Required work ::
Quote the data below word for word, from the line containing "vegetation using the picture above." through the line containing "(1095, 460)", including both of those lines.
---+---
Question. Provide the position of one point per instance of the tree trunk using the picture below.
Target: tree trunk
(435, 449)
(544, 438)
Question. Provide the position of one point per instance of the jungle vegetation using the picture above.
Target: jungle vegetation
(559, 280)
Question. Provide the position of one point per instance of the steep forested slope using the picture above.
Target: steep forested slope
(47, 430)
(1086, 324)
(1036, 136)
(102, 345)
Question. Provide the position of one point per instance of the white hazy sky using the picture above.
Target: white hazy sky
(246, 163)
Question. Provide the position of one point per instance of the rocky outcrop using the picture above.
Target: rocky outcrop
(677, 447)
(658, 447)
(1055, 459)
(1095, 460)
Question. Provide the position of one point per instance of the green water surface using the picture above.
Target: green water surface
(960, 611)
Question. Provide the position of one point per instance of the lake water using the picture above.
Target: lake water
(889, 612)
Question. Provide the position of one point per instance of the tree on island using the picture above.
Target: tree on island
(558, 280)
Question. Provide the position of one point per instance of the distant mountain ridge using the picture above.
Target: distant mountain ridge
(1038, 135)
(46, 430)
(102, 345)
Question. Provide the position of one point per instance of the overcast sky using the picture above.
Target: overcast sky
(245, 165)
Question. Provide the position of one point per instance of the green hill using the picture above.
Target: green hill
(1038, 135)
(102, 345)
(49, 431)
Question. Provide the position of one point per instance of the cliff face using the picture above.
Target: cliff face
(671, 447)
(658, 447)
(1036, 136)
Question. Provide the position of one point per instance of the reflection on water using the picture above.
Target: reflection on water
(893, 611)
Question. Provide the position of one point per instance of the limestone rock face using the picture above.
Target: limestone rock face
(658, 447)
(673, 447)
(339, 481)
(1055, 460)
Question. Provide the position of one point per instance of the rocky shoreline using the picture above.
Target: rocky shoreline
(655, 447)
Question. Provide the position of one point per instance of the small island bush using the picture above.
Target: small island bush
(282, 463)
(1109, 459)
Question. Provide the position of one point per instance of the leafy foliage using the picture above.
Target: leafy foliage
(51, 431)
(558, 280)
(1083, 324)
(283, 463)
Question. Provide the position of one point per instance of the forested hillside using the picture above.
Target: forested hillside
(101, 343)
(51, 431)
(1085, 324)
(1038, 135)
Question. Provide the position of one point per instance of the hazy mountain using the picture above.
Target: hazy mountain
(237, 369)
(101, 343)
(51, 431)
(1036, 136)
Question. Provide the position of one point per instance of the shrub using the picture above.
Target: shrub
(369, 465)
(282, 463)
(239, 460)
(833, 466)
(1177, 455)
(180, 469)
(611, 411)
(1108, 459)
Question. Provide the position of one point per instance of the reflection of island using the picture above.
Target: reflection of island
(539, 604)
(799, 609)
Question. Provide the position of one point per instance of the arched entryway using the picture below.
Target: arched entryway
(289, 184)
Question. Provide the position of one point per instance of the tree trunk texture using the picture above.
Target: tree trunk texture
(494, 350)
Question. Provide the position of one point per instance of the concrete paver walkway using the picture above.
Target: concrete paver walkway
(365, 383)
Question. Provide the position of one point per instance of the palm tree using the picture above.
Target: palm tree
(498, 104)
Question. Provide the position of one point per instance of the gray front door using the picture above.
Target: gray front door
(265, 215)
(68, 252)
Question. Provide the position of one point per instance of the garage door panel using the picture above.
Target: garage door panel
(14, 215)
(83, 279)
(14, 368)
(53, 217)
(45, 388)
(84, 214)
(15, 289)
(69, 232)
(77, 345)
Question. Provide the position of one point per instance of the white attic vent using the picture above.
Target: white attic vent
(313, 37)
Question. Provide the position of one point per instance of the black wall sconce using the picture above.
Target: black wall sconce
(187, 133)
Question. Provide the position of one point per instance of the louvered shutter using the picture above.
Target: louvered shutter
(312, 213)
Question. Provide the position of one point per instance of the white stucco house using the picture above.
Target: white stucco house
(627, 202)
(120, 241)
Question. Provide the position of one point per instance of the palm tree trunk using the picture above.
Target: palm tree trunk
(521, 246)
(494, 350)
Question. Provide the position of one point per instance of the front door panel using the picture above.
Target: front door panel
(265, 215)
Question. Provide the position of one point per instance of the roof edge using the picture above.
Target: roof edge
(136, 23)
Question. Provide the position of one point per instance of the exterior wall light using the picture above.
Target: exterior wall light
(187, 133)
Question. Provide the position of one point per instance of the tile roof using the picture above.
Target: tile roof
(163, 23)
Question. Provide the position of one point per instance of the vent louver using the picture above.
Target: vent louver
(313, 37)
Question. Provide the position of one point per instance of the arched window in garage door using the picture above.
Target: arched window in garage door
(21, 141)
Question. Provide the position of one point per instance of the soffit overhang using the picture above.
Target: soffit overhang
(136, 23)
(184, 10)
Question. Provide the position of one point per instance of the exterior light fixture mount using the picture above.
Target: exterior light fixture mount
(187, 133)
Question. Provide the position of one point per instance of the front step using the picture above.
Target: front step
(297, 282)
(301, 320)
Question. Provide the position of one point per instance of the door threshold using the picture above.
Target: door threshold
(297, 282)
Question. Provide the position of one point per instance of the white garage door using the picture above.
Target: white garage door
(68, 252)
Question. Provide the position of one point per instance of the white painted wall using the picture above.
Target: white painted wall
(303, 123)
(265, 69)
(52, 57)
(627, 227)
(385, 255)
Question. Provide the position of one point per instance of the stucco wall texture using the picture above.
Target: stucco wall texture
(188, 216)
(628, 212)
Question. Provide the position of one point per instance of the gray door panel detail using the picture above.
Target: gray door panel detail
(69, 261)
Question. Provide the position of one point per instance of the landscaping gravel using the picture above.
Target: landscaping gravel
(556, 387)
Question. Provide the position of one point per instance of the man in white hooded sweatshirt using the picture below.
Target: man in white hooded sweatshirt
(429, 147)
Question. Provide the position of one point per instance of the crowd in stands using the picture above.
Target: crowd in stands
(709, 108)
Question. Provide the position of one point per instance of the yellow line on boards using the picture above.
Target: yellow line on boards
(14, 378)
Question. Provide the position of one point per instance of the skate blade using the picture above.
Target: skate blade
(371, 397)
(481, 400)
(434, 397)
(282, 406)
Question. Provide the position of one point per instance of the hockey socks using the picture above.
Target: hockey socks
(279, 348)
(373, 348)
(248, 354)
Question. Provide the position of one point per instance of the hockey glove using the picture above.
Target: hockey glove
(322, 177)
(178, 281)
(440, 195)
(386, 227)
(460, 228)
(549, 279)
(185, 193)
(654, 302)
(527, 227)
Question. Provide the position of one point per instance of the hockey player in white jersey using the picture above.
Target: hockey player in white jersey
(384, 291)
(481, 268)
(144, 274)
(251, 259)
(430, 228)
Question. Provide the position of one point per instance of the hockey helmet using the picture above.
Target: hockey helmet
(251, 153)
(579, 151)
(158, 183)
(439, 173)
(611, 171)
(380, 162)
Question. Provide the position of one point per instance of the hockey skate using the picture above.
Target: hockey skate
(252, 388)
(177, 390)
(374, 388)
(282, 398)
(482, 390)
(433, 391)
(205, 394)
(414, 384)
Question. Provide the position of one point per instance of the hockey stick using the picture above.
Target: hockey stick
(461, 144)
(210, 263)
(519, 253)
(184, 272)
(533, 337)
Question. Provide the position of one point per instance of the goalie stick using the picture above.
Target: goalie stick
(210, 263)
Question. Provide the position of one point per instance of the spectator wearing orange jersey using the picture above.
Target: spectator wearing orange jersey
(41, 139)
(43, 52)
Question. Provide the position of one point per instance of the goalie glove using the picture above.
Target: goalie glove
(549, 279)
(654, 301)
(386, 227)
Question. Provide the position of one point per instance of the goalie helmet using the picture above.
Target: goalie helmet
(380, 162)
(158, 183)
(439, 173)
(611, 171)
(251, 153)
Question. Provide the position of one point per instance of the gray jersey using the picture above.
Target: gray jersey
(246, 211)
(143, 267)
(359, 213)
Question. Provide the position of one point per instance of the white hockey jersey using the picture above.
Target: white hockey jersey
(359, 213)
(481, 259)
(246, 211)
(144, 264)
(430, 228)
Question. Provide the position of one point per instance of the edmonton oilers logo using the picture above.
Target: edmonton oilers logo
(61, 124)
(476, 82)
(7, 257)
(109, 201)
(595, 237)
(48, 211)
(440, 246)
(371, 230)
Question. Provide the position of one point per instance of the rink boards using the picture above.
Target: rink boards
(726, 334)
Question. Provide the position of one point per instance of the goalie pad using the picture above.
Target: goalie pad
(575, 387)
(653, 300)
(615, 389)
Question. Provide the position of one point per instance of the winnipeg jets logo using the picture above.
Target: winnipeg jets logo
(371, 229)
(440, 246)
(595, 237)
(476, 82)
---+---
Exercise result ::
Question. Provide the position of one point per instance of the jungle vegetation using the picture above.
Target: jungle vegetation
(559, 280)
Question. Provide the position of one point per instance of the steep forested slope using the picture above.
Target: steep forested slope
(47, 430)
(1086, 324)
(1036, 136)
(102, 345)
Question. Provide the position of one point per instance of the white hazy sky using the picture above.
Target: white hazy sky
(246, 163)
Question. Provide the position of one point per instance of the rocky outcrop using the picture above.
Target: rocky outcrop
(677, 447)
(658, 447)
(1055, 459)
(1095, 460)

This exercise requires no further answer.